It did have some really hardcore fans.

Now, pretty much everything mirrors DS9, what accounts for both things to be true....???
 
Probably lots of reasons...
- more sci fi on tv in general
- more tv stations to choose from
- split the audience - some people didn't have time for 2 Trek shows at once
- grittier feel not what people expected based on TNG so may have tuned out
 
Some people drift away from TV shows, even if they are good or hits. Usually, as a show ages more people leave than are interested in picking up midway.

Sliding ratings many times aren't an indicator of quality, just of people being tired and moving on.
 
In my case, I had new obligations --- college, mostly, and stuff like being on the student newspaper --- and it required more of an investment in time to catch episodes. And when there were enough episodes in a row that felt all right but nothing special I realized I wasn't enjoying it enough for the trouble involved. (Not just a Deep Space Nine problem, mind; this is also when I realized I was all right with missing Next Generation episodes too.)

» Information given
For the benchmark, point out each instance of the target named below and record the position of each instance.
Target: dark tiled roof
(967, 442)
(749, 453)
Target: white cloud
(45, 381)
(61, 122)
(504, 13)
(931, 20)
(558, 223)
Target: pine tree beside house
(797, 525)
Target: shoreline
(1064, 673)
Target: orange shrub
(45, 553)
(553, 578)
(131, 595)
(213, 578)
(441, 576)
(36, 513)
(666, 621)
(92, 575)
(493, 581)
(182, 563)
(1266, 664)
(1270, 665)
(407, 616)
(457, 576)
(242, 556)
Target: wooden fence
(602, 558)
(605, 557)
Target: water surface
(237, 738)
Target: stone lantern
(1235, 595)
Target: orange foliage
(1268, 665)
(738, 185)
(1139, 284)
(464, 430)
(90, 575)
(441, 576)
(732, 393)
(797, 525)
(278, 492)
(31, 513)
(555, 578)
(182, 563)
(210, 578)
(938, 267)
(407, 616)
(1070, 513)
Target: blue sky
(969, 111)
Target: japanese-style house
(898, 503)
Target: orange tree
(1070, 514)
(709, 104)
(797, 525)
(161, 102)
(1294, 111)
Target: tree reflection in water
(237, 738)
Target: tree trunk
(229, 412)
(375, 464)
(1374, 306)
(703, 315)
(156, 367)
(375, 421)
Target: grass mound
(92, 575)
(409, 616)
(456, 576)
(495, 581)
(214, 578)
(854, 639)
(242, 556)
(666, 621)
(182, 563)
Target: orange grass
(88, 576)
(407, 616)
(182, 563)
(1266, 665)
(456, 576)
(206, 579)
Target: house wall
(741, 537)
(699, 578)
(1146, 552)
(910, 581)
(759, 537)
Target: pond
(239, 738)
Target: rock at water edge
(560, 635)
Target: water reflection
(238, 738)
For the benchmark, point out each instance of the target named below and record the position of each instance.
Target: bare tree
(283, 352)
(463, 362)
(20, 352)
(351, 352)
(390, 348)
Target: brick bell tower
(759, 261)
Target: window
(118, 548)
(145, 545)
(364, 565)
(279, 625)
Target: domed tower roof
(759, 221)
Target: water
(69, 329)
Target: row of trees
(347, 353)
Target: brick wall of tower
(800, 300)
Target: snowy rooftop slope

» Goal
Resume the Deep Space Nine ratings discussion from the point after its last sentence, carrying it on in the same conversational voice.

» The output
Afterwards when I sampled it seemed to always be some freaking time-travel anomaly nonsense which, Trials and Tribble-ations excepted, I just could not get interested in. Maybe if I happened to catch the show other weeks it would've left a better impression. But that's why I never got into the show enough to be a serious fan.
 
I think TV viewership overall went down over the past few decades. There's a lot out there and people are watching their owned preferred niche shows. DS9 didn't help itself if it wanted big ratings going more melodramatic. I think Berman and executives didn't know what the future was going to bring, focusing more on lighter (and IMHO cheesier) VOY, and let Behr do whatever. DS9 generally got better ratings than VOY, so despite its discordant tone, it was let be.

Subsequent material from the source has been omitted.